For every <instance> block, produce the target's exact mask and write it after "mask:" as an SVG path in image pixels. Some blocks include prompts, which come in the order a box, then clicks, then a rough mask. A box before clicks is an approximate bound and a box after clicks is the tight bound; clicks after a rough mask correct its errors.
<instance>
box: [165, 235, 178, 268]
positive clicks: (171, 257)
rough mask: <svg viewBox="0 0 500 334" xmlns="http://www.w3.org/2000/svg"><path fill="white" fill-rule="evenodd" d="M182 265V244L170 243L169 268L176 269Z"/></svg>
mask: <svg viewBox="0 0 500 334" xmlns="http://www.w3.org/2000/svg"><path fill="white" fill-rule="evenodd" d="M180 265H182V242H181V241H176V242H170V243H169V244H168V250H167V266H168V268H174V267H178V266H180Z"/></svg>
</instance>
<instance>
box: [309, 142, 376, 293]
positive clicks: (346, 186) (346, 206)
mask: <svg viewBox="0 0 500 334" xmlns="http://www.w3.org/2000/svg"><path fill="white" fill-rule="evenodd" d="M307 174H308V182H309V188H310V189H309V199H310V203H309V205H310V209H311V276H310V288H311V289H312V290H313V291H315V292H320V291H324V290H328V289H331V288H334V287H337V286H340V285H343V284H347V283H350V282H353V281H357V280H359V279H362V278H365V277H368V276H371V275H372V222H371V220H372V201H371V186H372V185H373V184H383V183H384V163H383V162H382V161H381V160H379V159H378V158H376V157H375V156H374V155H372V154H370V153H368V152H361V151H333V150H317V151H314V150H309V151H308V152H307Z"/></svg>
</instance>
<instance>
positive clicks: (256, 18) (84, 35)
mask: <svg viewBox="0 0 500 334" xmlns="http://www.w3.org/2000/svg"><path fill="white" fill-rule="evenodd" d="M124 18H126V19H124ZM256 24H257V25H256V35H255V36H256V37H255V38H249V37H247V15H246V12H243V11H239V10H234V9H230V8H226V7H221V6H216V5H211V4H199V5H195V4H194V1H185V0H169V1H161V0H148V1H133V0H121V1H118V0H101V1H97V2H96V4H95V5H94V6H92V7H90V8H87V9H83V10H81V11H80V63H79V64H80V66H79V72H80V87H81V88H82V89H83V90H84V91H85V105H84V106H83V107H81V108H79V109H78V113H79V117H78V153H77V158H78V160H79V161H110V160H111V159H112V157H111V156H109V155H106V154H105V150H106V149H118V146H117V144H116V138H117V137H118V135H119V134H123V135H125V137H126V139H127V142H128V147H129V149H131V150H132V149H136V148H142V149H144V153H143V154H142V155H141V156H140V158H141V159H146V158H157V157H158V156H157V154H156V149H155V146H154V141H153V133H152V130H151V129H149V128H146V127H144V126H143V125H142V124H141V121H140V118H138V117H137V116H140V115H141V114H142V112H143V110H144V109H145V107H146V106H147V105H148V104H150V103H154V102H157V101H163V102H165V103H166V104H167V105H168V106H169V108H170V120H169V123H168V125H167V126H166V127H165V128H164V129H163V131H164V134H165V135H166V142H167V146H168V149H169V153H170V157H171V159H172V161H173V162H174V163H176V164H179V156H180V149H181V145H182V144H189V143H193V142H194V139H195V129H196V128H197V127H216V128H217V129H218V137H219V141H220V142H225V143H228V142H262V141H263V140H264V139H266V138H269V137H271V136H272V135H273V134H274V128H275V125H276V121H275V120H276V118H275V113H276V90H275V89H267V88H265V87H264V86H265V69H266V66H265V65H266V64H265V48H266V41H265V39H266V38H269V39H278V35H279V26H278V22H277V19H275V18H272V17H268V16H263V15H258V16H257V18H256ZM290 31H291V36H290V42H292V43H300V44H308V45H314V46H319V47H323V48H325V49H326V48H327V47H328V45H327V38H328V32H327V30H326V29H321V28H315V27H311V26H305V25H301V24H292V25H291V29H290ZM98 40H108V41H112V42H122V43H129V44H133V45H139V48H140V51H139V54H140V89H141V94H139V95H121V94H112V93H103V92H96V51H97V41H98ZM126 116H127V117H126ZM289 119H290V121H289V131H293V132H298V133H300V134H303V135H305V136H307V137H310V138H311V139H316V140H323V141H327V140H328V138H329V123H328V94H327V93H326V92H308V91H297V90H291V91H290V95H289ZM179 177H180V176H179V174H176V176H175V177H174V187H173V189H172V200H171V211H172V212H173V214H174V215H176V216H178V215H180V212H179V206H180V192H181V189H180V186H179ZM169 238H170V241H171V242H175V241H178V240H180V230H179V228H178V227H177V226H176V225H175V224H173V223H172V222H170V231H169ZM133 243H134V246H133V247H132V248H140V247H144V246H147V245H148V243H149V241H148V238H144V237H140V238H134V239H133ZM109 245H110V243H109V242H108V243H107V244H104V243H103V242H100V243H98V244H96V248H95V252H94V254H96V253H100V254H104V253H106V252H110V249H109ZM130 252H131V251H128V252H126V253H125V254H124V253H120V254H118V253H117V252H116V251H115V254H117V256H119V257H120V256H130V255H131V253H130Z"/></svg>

━━━━━━━━━━━━━━━━

*Exercise objective*.
Reproduce the whole listing above, substituting "foreground clicks" for "positive clicks" everywhere it occurs and leaving everything else unchanged.

*Task result*.
For every <instance> block, produce the target's exact mask and write it after "mask:" as an SVG path in image pixels. Some blocks include prompts, which come in the order a box, then clicks, then a rough mask. A box before clicks is an approximate bound and a box after clicks is the tight bound; clicks after a rough mask correct its errors.
<instance>
box: [165, 235, 178, 268]
foreground clicks: (171, 257)
rough mask: <svg viewBox="0 0 500 334" xmlns="http://www.w3.org/2000/svg"><path fill="white" fill-rule="evenodd" d="M182 265V244L170 243L169 268L176 269Z"/></svg>
mask: <svg viewBox="0 0 500 334" xmlns="http://www.w3.org/2000/svg"><path fill="white" fill-rule="evenodd" d="M180 265H182V242H181V241H176V242H170V243H169V244H168V250H167V266H168V268H174V267H178V266H180Z"/></svg>
</instance>
<instance>
box: [309, 142, 376, 293]
foreground clicks: (346, 186) (346, 206)
mask: <svg viewBox="0 0 500 334" xmlns="http://www.w3.org/2000/svg"><path fill="white" fill-rule="evenodd" d="M307 174H308V182H309V188H310V189H309V199H310V203H309V205H310V209H311V276H310V288H311V289H312V290H313V291H315V292H320V291H324V290H328V289H331V288H334V287H337V286H340V285H343V284H347V283H350V282H353V281H357V280H359V279H362V278H365V277H368V276H371V275H372V222H371V220H372V201H371V186H372V185H373V184H383V183H384V163H383V162H382V161H381V160H379V159H378V158H376V157H375V156H374V155H372V154H370V153H368V152H361V151H333V150H317V151H314V150H309V151H308V152H307Z"/></svg>
</instance>
<instance>
foreground clicks: (256, 18) (84, 35)
mask: <svg viewBox="0 0 500 334" xmlns="http://www.w3.org/2000/svg"><path fill="white" fill-rule="evenodd" d="M124 18H126V19H124ZM256 24H257V25H256V35H255V36H256V37H255V38H249V37H247V15H246V12H243V11H239V10H234V9H230V8H226V7H221V6H216V5H211V4H199V5H195V4H194V1H185V0H169V1H161V0H148V1H133V0H121V1H118V0H101V1H97V2H96V4H95V5H94V6H92V7H90V8H87V9H83V10H81V11H80V63H79V64H80V66H79V72H80V87H81V88H82V89H83V90H84V91H85V105H84V106H83V107H81V108H79V109H78V113H79V117H78V153H77V158H78V160H79V161H110V160H111V159H112V157H111V156H109V155H106V154H105V150H106V149H118V146H117V144H116V138H117V137H118V135H119V134H123V135H125V137H126V139H127V142H128V147H129V149H131V150H132V149H136V148H142V149H144V153H143V154H142V155H141V156H140V158H141V159H146V158H157V157H158V156H157V154H156V149H155V146H154V141H153V133H152V130H151V129H149V128H146V127H144V126H143V125H142V124H141V121H140V118H138V117H137V116H140V115H141V114H142V112H143V110H144V109H145V107H146V106H147V105H148V104H150V103H154V102H157V101H163V102H165V103H166V104H167V105H168V106H169V108H170V120H169V123H168V125H167V126H166V127H165V128H164V129H163V131H164V134H165V135H166V142H167V146H168V149H169V153H170V157H171V159H172V161H173V162H174V163H176V164H179V156H180V149H181V145H182V144H189V143H193V142H194V139H195V129H196V128H197V127H216V128H217V129H218V137H219V141H220V142H225V143H228V142H262V141H263V140H264V139H266V138H269V137H271V136H272V135H273V134H274V128H275V125H276V121H275V120H276V118H275V113H276V90H275V89H267V88H265V87H264V86H265V69H266V66H265V65H266V64H265V48H266V41H265V39H266V38H269V39H278V35H279V26H278V22H277V19H275V18H272V17H268V16H263V15H258V16H257V18H256ZM290 31H291V36H290V42H292V43H300V44H308V45H314V46H319V47H323V48H325V49H326V48H327V47H328V45H327V38H328V32H327V30H326V29H321V28H315V27H311V26H305V25H301V24H292V25H291V29H290ZM98 40H108V41H112V42H122V43H129V44H133V45H139V48H140V51H139V54H140V89H141V94H139V95H121V94H112V93H103V92H96V51H97V41H98ZM126 116H127V117H126ZM289 119H290V121H289V131H293V132H298V133H300V134H303V135H305V136H307V137H310V138H311V139H316V140H323V141H327V140H328V138H329V123H328V94H327V93H326V92H308V91H297V90H291V91H290V95H289ZM179 177H180V176H179V174H176V176H175V177H174V187H173V189H172V200H171V211H172V212H173V214H174V215H176V216H178V215H180V212H179V206H180V192H181V189H180V186H179ZM169 238H170V241H171V242H175V241H178V240H180V230H179V228H178V227H177V226H176V225H175V224H173V223H172V222H170V231H169ZM133 243H134V246H133V247H132V248H140V247H144V246H147V245H148V243H149V241H148V238H144V237H140V238H134V239H133ZM109 245H110V243H109V242H108V243H107V244H104V243H103V242H100V243H98V244H96V248H95V252H94V254H96V253H100V254H104V253H106V252H110V249H109ZM130 252H131V251H128V252H126V253H125V254H124V253H120V254H118V253H117V252H116V251H115V254H117V256H119V257H120V256H130V255H131V253H130Z"/></svg>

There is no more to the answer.